Which lines in the listing below contain the string "Target"? Find each one and copy it out in full.

DATA TO PROCESS
**********

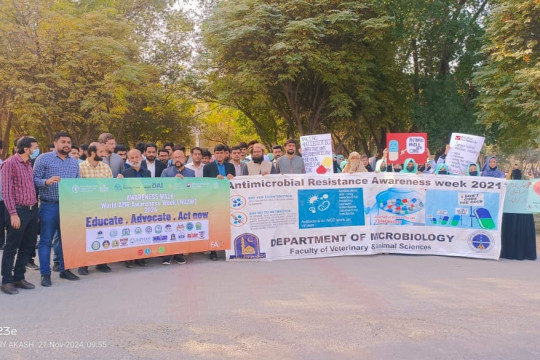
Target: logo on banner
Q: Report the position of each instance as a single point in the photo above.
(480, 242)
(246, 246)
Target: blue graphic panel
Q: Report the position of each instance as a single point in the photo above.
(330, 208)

**********

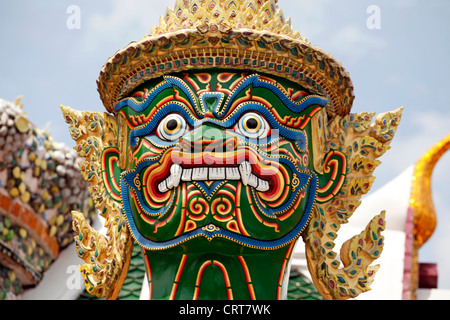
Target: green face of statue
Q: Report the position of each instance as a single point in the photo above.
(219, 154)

**********

FINISHED EXERCISE
Target: logo on banner
Target: blue graphic panel
Target: green face of statue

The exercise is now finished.